-- Given text start --
Brassic review – a tale of northern ne’er-do-wells with humour and heart to spare | Television & radio
A young man is sitting on the edge of a small road bridge. “Chucking yourself off, Vinnie?” asks a curious passerby. “It’s too low. Tower block. Or fast-moving train. That’s what you need.” You would know we were in the north even if the accents didn’t give it away.
Brassic (Sky One) follows the (mis)adventures of Vinnie – played by the series’ co-creator, Joe Gilgun, as seen in This Is England – and his gang of friends, who have spent their lives creating their own entertainment on this and that side of the law in the small Lancashire town in which they have grown up. There is kebab-loving Cardy (Tom Hanson), named after the premature cardiac arrest his passion is surely leading him towards; Irish Traveller and pugilist Ash (Aaron Heffernan); relatively sensible Dylan (Damien Molony); and entrepreneurial, libidinous Tommo (Ryan Sampson), who has found his metier running the local sex dungeon. Vinnie has bipolar disorder – as Gilgun does – and lives in a shack in the woods – again, as Gilgun does – that being the best way he has found of trying to bring a bit of peace to his life and mind.
-- Given text end --
-- Given information start --
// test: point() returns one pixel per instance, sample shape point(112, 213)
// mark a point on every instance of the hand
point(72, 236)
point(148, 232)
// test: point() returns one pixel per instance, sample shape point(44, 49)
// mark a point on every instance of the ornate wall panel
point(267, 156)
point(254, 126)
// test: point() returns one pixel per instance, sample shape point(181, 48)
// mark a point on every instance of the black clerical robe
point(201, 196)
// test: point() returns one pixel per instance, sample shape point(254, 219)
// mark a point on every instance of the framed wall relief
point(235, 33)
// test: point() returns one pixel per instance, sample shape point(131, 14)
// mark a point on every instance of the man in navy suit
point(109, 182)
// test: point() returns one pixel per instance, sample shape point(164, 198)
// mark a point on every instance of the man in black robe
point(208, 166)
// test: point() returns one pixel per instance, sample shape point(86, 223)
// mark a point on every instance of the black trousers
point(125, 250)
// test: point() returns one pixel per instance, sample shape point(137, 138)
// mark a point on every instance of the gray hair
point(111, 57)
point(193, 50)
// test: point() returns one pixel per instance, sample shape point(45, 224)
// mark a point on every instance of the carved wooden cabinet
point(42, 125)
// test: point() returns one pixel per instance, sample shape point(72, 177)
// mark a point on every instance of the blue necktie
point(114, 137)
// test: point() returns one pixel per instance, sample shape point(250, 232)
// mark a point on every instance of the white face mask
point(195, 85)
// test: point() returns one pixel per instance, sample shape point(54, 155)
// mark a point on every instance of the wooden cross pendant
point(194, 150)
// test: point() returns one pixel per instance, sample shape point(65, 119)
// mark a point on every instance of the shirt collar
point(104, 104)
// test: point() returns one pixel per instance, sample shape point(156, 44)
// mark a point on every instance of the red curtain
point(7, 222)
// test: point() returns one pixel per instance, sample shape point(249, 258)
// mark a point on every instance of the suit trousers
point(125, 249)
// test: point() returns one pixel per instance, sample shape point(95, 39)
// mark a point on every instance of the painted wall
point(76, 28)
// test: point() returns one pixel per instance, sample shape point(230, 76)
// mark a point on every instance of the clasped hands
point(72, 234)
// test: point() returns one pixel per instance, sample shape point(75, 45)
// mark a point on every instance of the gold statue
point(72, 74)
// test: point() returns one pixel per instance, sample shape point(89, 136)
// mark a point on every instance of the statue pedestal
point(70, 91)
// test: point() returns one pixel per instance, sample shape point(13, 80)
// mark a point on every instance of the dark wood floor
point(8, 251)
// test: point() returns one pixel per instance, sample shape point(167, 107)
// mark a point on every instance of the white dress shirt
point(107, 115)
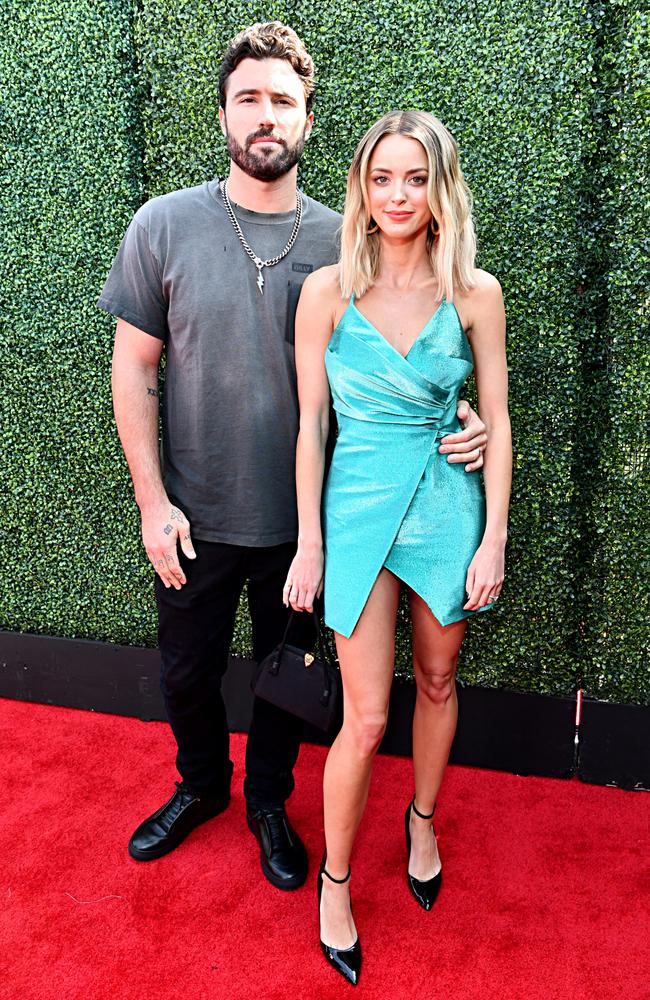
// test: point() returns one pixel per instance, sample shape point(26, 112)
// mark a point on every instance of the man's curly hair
point(270, 40)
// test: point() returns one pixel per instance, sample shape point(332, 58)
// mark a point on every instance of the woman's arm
point(488, 341)
point(315, 320)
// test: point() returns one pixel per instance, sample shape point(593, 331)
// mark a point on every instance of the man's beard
point(265, 166)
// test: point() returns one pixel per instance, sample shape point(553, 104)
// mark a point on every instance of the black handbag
point(306, 685)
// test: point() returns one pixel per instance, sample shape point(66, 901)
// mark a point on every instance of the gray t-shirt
point(230, 406)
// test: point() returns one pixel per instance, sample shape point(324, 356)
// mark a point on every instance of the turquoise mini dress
point(390, 498)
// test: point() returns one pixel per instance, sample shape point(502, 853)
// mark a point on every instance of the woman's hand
point(485, 574)
point(305, 578)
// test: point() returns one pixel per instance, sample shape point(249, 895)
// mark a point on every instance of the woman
point(395, 330)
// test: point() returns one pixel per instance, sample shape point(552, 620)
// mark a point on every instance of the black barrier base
point(502, 730)
point(615, 745)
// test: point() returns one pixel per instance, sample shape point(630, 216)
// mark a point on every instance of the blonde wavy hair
point(451, 244)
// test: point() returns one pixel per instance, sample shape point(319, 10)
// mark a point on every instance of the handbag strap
point(319, 635)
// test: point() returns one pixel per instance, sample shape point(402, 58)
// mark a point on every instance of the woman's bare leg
point(435, 654)
point(366, 660)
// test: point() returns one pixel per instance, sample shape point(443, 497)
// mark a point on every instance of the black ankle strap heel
point(424, 893)
point(337, 881)
point(346, 961)
point(418, 813)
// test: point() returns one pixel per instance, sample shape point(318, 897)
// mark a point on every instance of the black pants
point(195, 628)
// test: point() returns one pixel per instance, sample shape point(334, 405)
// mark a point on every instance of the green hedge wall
point(114, 104)
point(73, 150)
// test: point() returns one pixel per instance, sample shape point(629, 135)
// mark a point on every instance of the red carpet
point(545, 893)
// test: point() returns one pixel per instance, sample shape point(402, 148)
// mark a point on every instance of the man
point(212, 274)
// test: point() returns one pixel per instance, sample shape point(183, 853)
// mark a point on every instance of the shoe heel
point(425, 893)
point(346, 961)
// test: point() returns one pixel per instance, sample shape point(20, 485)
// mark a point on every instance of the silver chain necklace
point(259, 263)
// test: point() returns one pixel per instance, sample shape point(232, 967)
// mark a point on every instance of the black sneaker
point(167, 828)
point(282, 853)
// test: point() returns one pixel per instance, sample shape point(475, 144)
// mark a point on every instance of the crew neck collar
point(248, 215)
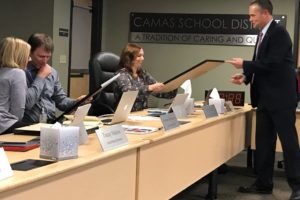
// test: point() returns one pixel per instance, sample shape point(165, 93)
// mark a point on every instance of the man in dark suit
point(272, 77)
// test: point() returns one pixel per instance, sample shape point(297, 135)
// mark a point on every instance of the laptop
point(175, 106)
point(123, 109)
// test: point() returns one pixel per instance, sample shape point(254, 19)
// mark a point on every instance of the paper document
point(139, 129)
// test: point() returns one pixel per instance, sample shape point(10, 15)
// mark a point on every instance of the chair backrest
point(102, 66)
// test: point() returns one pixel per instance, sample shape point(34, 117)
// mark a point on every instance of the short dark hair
point(264, 4)
point(41, 40)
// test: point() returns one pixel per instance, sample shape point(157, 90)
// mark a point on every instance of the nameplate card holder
point(112, 137)
point(179, 111)
point(210, 111)
point(169, 121)
point(5, 168)
point(229, 106)
point(78, 121)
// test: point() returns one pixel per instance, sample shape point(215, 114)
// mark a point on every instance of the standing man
point(272, 77)
point(45, 92)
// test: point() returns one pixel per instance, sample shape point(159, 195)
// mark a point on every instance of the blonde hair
point(14, 53)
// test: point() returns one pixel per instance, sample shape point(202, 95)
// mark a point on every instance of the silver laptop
point(177, 103)
point(123, 109)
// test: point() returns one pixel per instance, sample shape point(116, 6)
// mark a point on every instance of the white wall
point(60, 58)
point(165, 60)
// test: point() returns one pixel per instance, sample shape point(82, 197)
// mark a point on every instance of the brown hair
point(37, 40)
point(264, 4)
point(129, 53)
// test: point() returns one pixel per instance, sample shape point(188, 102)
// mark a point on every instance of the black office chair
point(102, 67)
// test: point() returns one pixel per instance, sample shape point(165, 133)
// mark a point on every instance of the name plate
point(111, 137)
point(5, 168)
point(229, 106)
point(210, 111)
point(169, 121)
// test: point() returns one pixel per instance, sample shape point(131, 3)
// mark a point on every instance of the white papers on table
point(139, 129)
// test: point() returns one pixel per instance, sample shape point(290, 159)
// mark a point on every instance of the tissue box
point(219, 104)
point(59, 143)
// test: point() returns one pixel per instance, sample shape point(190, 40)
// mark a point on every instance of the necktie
point(260, 36)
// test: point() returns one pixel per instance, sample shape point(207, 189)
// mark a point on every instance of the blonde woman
point(14, 54)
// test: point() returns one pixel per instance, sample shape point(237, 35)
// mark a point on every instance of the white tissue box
point(59, 143)
point(219, 104)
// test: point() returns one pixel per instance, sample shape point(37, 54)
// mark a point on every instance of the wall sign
point(206, 29)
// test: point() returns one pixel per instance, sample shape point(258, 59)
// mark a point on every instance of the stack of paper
point(17, 143)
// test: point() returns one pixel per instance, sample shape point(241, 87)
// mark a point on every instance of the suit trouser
point(268, 125)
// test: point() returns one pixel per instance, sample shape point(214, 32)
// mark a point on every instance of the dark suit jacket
point(274, 81)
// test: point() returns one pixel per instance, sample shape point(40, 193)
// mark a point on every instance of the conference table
point(152, 166)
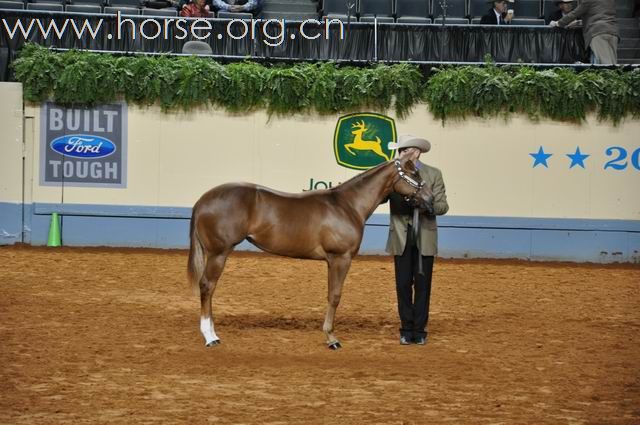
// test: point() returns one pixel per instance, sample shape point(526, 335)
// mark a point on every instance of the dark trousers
point(414, 290)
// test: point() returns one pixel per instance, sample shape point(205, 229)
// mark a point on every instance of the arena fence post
point(54, 231)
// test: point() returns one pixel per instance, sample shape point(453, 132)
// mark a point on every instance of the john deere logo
point(361, 140)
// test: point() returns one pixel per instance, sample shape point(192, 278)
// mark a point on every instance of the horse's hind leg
point(338, 268)
point(212, 272)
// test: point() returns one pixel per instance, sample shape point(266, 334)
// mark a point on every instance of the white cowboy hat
point(409, 141)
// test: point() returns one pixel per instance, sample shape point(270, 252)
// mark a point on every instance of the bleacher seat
point(413, 20)
point(83, 8)
point(53, 7)
point(233, 15)
point(159, 12)
point(381, 19)
point(548, 7)
point(11, 5)
point(478, 8)
point(288, 16)
point(112, 10)
point(527, 22)
point(339, 8)
point(124, 3)
point(455, 8)
point(379, 8)
point(91, 2)
point(197, 48)
point(451, 21)
point(526, 9)
point(413, 11)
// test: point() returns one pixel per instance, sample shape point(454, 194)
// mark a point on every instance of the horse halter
point(410, 181)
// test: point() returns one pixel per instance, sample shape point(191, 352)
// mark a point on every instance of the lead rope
point(416, 238)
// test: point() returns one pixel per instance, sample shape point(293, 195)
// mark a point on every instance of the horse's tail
point(195, 267)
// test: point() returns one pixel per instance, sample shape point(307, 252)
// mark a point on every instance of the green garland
point(450, 93)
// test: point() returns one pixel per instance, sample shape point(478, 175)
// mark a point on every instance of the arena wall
point(502, 206)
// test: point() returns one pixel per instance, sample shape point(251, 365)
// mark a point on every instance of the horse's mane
point(360, 177)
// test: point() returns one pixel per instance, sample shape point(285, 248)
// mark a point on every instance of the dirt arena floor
-- Given information end --
● Task
Reproduce the Brassic review word for word, from its headline through its final sentence. The rows play no part in what is asked here.

● Task result
Brassic review – a tale of northern ne’er-do-wells with humour and heart to spare | Television & radio
A young man is sitting on the edge of a small road bridge. “Chucking yourself off, Vinnie?” asks a curious passerby. “It’s too low. Tower block. Or fast-moving train. That’s what you need.” You would know we were in the north even if the accents didn’t give it away.
Brassic (Sky One) follows the (mis)adventures of Vinnie – played by the series’ co-creator, Joe Gilgun, as seen in This Is England – and his gang of friends, who have spent their lives creating their own entertainment on this and that side of the law in the small Lancashire town in which they have grown up. There is kebab-loving Cardy (Tom Hanson), named after the premature cardiac arrest his passion is surely leading him towards; Irish Traveller and pugilist Ash (Aaron Heffernan); relatively sensible Dylan (Damien Molony); and entrepreneurial, libidinous Tommo (Ryan Sampson), who has found his metier running the local sex dungeon. Vinnie has bipolar disorder – as Gilgun does – and lives in a shack in the woods – again, as Gilgun does – that being the best way he has found of trying to bring a bit of peace to his life and mind.